▶ PROBLEM SET:
(a) Reproduce the passage of the valve spring compressor text starting with "FIG. 2 is an" and going on through "rocker arm stud.".
(b) Answer these questions from the valve spring compressor text:
(i) What kinds of socket wrench does it say may be used with the tool?
(ii) What are the two main components of the tool, as described for FIG. 2?
(iii) What feature of the compressor plate receives the top of the push rod?

It is a further object of the invention to provide a valve spring compressor tool that comprises two removably connected parts, whereby the exchange of one part renders the tool adaptable for use on a wide variety of automobiles.
Still another object of the invention is to provide a valve spring compressor tool that utilizes few moving parts and therefore is not susceptible to breakage from wear caused by repeated use.
It is an object of the invention to provide improved elements and arrangements thereof in an apparatus for the purposes described which is inexpensive, dependable and fully effective in accomplishing its intended purposes.
These and other objects of the present invention will become readily apparent upon further review of the following specification and drawings.
FIG. 1 is a environmental perspective view of the valve spring compression tool of the present invention as it is connected to the rocker arm stud for pivotal movement about the push rod to compress the valve spring.
FIG. 2 is an exploded view of the valve spring compression tool of the present invention.
FIG. 3 is an elevational cross sectional view of the valve spring compression tool shown pivoting about the push rod to compress the spring as the crank down nut rotatably descends the threaded rocker arm stud.
Similar reference characters denote corresponding features consistently throughout the attached drawings.
Referring to the figures by numerals of reference, and first to FIG. 1, 10 denotes generally a valve spring compressor tool for compressing a valve spring surrounding of a valve assembly for an overhead valve engine and thereby facilitating removal of the valve spring from the valve assembly. FIG. 1 is an environmental perspective view of the valve spring compressor tool 10 in use with a ratcheted socket wrench 14 for removal of the valve spring from a valve assembly in an overhead valve engine 12. It should be noted that any type of socket wrench (i.e., a manual socket wrench or an air wrench) may be used in connection with the valve spring compressor tool. The overhead valve engine 12 comprises a cylinder head 16 having a number of valve assemblies 17 located in line, where each valve assembly is actuated through cam shafts (not shown) which act upon a push rod 26 to effect a rocker arm 24 pivotally mounted upon a rocker arm stud 28. Cyclical rotation of the cam shafts yields reciprocation of the rocker arm 24 to provide the timed compression and decompression of the valve assemblies for the opening and closing of the valves. Each valve assembly comprises a valve V (shown in FIG. 3) having a valve stem 18 with a valve spring 20 encompassing the stem. To maintain the spring about the valve stem, each valve assembly is provided with a washer or retainer cap 21 in which a retainer or "keeper" 22 is mounted upon the valve stem. The valve spring 20 urges the valve into a normally closed position which is illustrated in FIG. 3. Such cylinder heads are of conventional design and therefore need not be discussed in any greater detail.
Referring specifically now to FIG. 2, which shows an exploded view of the valve spring compressor tool 10, the main components of the tool 10 comprise a steel compressor plate 30 and a steel crankdown nut 32. The compressor plate 30 is substantially flat and has an axis of symmetry 33 that extends in the direction between a tapered first end 34 and an opposed second end 36. The first end 34 has a front edge 38 and two angled edges 40 which symmetrically taper away from opposed side edges 42 of the compressor plate 30 toward the front edge 38. The first end 34 also contains push rod engaging means in the form of a dimple or depression 37 formed in a bottom surface 39 of the compressor plate, as shown at FIG. 3. From the exploded view shown at FIG. 2, however, the depression 37 appears as a resulting protrusion on a top surface 41 of the compressor plate. The depression 37 lies along the axis of symmetry 33 intermediate the angled edges 40 of the first end. While the depression as described was formed by punching the steel compressor plate 30, it should be apparent that the depression may also be formed in a mold used in the manufacturing process, in which case no protrusion on the top side would be apparent. Regardless of the manner in which the depression 37 is formed, the depression is disposed to receive the top of the push rod 26 when the valve spring compressor tool 10 is positioned for use, as discussed hereinafter.

Portion of a data file
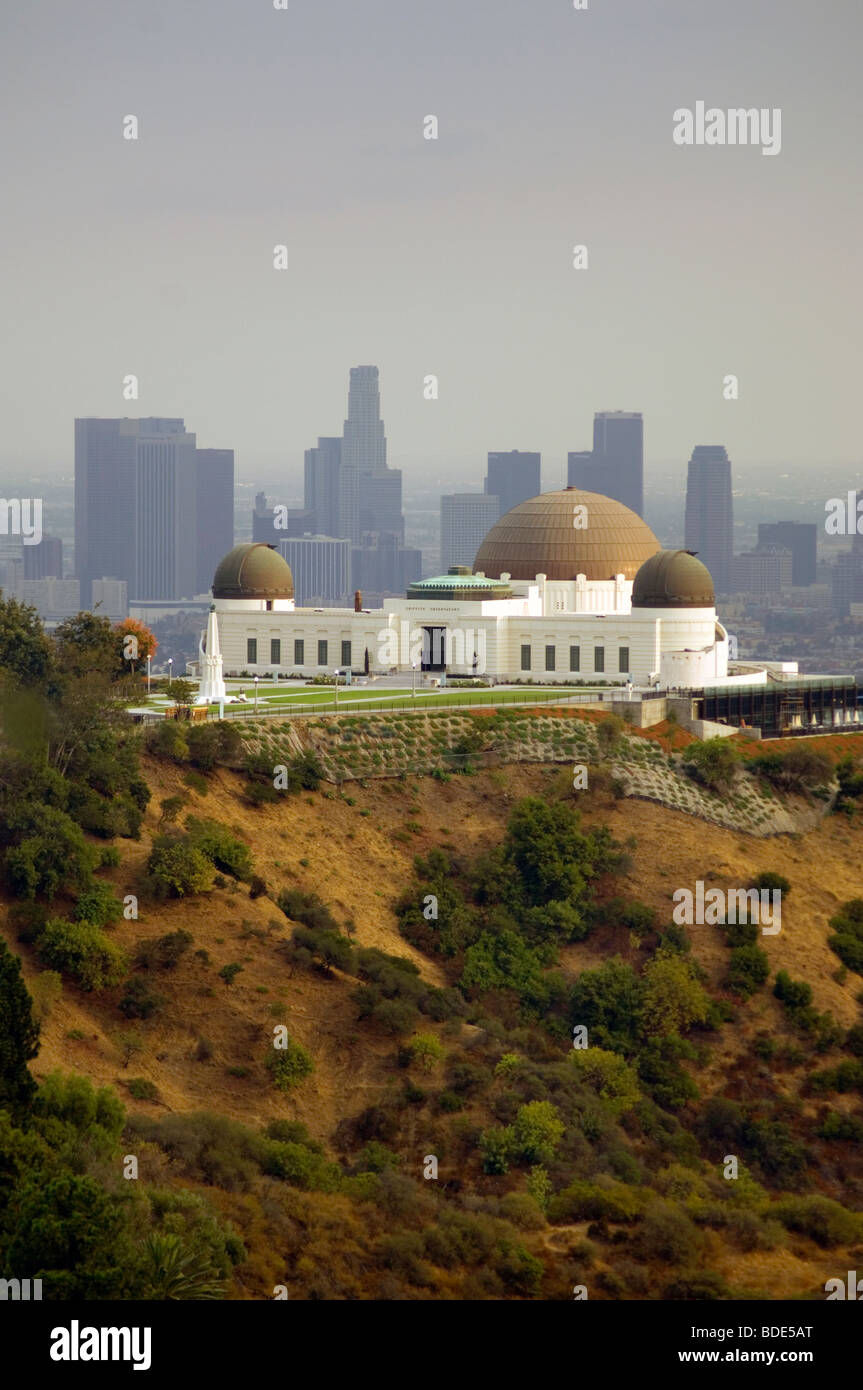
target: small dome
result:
[632,550,716,607]
[474,488,659,580]
[213,541,293,599]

▶ SOLUTIONS IN ORDER:
(a)
FIG. 2 is an exploded view of the valve spring compression tool of the present invention.
FIG. 3 is an elevational cross sectional view of the valve spring compression tool shown pivoting about the push rod to compress the spring as the crank down nut rotatably descends the threaded rocker arm stud.

(b)
(i) Any type of socket wrench, such as a manual socket wrench or an air wrench.
(ii) A steel compressor plate and a steel crankdown nut.
(iii) The dimple or depression 37 formed in the bottom surface of the compressor plate.